When there is no mortgage on a property – you have repaid any mortgage and own your home outright – it is said to be mortgage-free. The technical term for such a mortgage-free property is an “unencumbered” property – it is unencumbered by any mortgage, loan, charge, or other financial restriction.

Why mortgage an unencumbered property?

If you own your home outright, there is valuable equity locked up in its market value. You might want to release some of this potential to raise extra cash – for any number of reasons, but these might include and are not limited to:

  • the funds to renovate, extend or improve your home;
  • you plan to move home but want the funds to keep the existing property to let out to tenants; or
  • to invest in other property;
  • to consolidate debt.

To raise those funds, you have the option of remortgaging your current home. Strictly speaking, of course, a remortgage is the replacement of one mortgage by another one. In this case, however, you have already paid off your mortgage, and your home is mortgage-free. Lenders are still likely to refer to your raising the desired funds through a remortgage – as a new mortgage on your mortgage-free property, or a remortgage of a freehold property.

The TSB, for example, explicitly treats loans on mortgage-free properties as remortgages – with a maximum 80% loan to value (LTV) ratio.

Can I get a mortgage on a mortgage-free property?

The very fact that you are the outright owner of a mortgage-free or unencumbered property immediately puts you in a strong position as far as raising a mortgage loan is concerned.

Whether you bought that property with cash, without the need for a mortgage, or you have already paid off an outstanding mortgage, it shows that you are financially responsible and stable.

Although you may be off to a head start, however, the remortgage of a freehold property is effectively a new mortgage, and any lender will need to conduct the appropriate assessment as to the affordability of the new loan for you.

You have demonstrated a basic level of financial responsibility through owning a mortgage-free property. Still, now the lender needs to assess the affordability of the remortgage in terms of your ongoing income, outgoings, existing debts and loans, the value of the property to be remortgaged, and the loan to value (LTV) the lender may be prepared to offer.

◇ ◇ ◇ ◇ ◇ ◇ ◇

GIVEN INSTRUCTION:
Answer these questions from the passage on mortgage-free property.
(a) What is the technical term for a mortgage-free property?
(b) What maximum loan to value ratio does the TSB apply to loans on mortgage-free properties?
(c) What does being the outright owner of such a property show about you?
The records have no connection to the passage on mortgage-free property.

◇ ◇ ◇ ◇ ◇ ◇ ◇

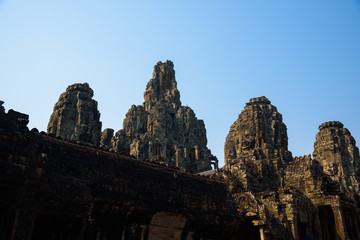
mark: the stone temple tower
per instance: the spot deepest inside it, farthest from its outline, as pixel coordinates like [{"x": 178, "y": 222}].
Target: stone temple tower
[
  {"x": 336, "y": 151},
  {"x": 163, "y": 130},
  {"x": 75, "y": 116},
  {"x": 256, "y": 148}
]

◇ ◇ ◇ ◇ ◇ ◇ ◇

RESULT FOR THIS TASK:
(a) An "unencumbered" property.
(b) A maximum of 80%.
(c) That you are financially responsible and stable.